Given instruction → Could you rewrite the records below, substituting "mark" for every "put a dot on" and leaving everything else unchanged?

Records for identifying positions

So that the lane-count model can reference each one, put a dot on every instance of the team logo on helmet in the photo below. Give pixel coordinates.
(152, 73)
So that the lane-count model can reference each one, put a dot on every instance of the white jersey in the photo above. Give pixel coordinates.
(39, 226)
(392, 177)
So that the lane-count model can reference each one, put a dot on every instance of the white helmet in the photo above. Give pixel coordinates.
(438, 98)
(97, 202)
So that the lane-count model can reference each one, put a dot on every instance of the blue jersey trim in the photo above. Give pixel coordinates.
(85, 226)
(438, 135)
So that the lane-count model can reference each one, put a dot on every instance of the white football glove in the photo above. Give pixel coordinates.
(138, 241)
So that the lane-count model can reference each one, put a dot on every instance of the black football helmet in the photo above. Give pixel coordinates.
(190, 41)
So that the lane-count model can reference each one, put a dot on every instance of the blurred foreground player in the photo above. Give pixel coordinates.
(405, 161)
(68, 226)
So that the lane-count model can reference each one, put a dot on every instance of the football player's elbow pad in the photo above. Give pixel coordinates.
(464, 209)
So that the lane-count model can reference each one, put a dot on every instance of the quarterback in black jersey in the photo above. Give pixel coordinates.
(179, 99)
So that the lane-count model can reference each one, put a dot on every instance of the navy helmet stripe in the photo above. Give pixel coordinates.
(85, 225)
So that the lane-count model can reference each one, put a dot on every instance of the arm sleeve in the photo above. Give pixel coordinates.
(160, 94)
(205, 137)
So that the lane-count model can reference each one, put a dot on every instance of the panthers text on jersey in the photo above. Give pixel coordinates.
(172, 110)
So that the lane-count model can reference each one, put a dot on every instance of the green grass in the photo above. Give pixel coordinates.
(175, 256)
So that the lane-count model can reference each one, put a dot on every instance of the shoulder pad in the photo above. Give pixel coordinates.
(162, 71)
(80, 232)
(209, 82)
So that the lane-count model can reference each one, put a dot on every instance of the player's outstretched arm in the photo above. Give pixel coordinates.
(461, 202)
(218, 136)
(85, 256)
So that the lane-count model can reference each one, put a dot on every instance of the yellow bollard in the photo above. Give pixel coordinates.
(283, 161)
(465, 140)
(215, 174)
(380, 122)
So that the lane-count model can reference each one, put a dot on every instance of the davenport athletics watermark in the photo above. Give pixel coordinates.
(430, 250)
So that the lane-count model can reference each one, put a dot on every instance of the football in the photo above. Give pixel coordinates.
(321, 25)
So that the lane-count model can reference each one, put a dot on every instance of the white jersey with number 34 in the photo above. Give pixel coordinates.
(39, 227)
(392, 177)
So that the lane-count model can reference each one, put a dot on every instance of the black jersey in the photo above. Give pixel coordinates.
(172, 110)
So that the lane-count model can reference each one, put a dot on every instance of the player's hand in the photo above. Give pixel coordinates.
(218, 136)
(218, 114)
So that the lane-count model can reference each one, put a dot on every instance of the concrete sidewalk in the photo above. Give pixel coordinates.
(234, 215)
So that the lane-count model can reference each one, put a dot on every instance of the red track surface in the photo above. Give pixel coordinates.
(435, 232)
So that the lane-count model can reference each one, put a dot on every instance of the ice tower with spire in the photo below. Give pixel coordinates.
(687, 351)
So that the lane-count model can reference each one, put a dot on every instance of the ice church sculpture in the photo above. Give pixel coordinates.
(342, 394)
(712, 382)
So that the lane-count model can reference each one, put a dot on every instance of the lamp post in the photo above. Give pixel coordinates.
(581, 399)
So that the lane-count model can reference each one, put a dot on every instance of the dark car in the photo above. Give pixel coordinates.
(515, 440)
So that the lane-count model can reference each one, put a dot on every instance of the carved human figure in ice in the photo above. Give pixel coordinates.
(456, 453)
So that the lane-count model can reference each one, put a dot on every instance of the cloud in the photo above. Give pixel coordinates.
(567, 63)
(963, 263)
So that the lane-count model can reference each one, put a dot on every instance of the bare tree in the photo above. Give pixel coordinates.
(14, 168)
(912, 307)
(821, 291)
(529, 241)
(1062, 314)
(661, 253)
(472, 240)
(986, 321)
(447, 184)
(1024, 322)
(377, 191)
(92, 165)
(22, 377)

Exercise output →
So that the lane-count model can reference each one, mark every instance of the team logo on helmet in the photo below. Give pixel coordinates.
(152, 73)
So that the lane-count model can reference each one, mark every instance of the white jersey in the photo above. Give pixel coordinates.
(39, 226)
(392, 177)
So that the lane-count model can reference each one, mark every instance of the white helmet in the photo above. Give pixel coordinates.
(438, 98)
(97, 202)
So that the lane-count model can reference each one, mark every instance of the blue jersey trim in the photo above. Give pixel coordinates.
(85, 226)
(438, 135)
So that the lane-count model can reference each one, mark every instance of the white football glove in the photo above. Give pixel coordinates.
(138, 241)
So that the lane-count model can reference each one, mark every instance of the black football helmet in the photo above. Give pixel coordinates.
(190, 41)
So that the lane-count model can reference each one, mark every instance of the blurred foreground player in the photo above. Give pixel coordinates.
(405, 161)
(68, 226)
So that the lane-count model can reference each one, mark every instance of the football player's elbow pad in the photo above. Give pixel coordinates.
(464, 209)
So that the lane-count model can reference each one, mark every instance of the quarterback in black jersey in the photo above. Give pixel coordinates.
(179, 99)
So that the lane-count model can reference each one, mark every instance of the navy helmet stripe in the photo above. Give pixel coordinates.
(85, 225)
So that the lane-count model can reference each one, mark every instance of the arm sleeve in the photo above. Give pixel coordinates.
(160, 94)
(205, 137)
So that the lane-count model can reference each one, mark every instance of the panthers text on jersey in the photo above. Give pixel coordinates.
(172, 110)
So that the lane-count model can reference each one, mark every instance of the green grass in the photo above. Give pixel coordinates.
(175, 256)
So that the lane-count model can reference each one, mark every instance of the shoulder pad in the photo above. Give pixel coordinates.
(162, 71)
(80, 232)
(209, 82)
So that the lane-count model can reference each one, mark every instance of the player's outstretched arm in the photo above. Give pixel coordinates.
(461, 202)
(218, 136)
(85, 256)
So that the lane-count model can reference each one, mark every instance of the yellow bollard in the photo above. Give pixel coordinates.
(283, 161)
(465, 140)
(215, 174)
(380, 122)
So that the lane-count model can reference each one, mark every instance of the davenport athletics watermark in the photo above. Give pixel coordinates.
(430, 250)
So that the lane-count model can reference each one, mark every instance of the football in the photo above. Give pixel coordinates.
(321, 25)
So that the lane-count model can reference each one, mark every instance of the white jersey with number 34 in the photo above. Give pixel coordinates.
(39, 227)
(392, 177)
So that the lane-count model can reference each one, mark every instance of the black jersey in the photo above. Give pixel coordinates.
(172, 110)
So that the lane-count model can reference each one, mark every instance of the player's hand in the photo above. Give pixel coordinates.
(218, 136)
(218, 114)
So that the lane-count model can reference each one, mark every instance of the concrete sidewalk in the photo above. Give pixel coordinates.
(234, 215)
So that the lane-count model can reference each one, mark every instance of the red track surface in the photo above. Give pixel coordinates.
(435, 232)
So that the lane-count model can reference each one, mark every instance of the ice tower with spire in the photo below. Give pixel coordinates.
(687, 351)
So that the lane-count model can reference each one, mark every instance of the ice church sculpture in the photo above. Give pixel coordinates.
(342, 394)
(712, 382)
So that the lane-count model can reference each one, mark every instance of the lamp post in the photo above. Give pixel coordinates.
(581, 399)
So that the lane-count model can reference each one, mark every instance of the dark car in the photo above. Give pixel coordinates.
(515, 440)
So that the lane-count model can reference each one, mark every instance of the carved human figure in ice in the photo above. Give pixel coordinates.
(456, 453)
So that the lane-count model can reference each one, mark every instance of the cloud in the photo above. Give pixel coordinates.
(567, 63)
(963, 263)
So that the lane-count model can reference each one, mark every instance of the bare tree in the photo above. Give pixel coordinates.
(14, 168)
(912, 307)
(821, 291)
(529, 241)
(1062, 314)
(661, 253)
(472, 240)
(986, 321)
(447, 184)
(1024, 322)
(377, 191)
(92, 165)
(22, 377)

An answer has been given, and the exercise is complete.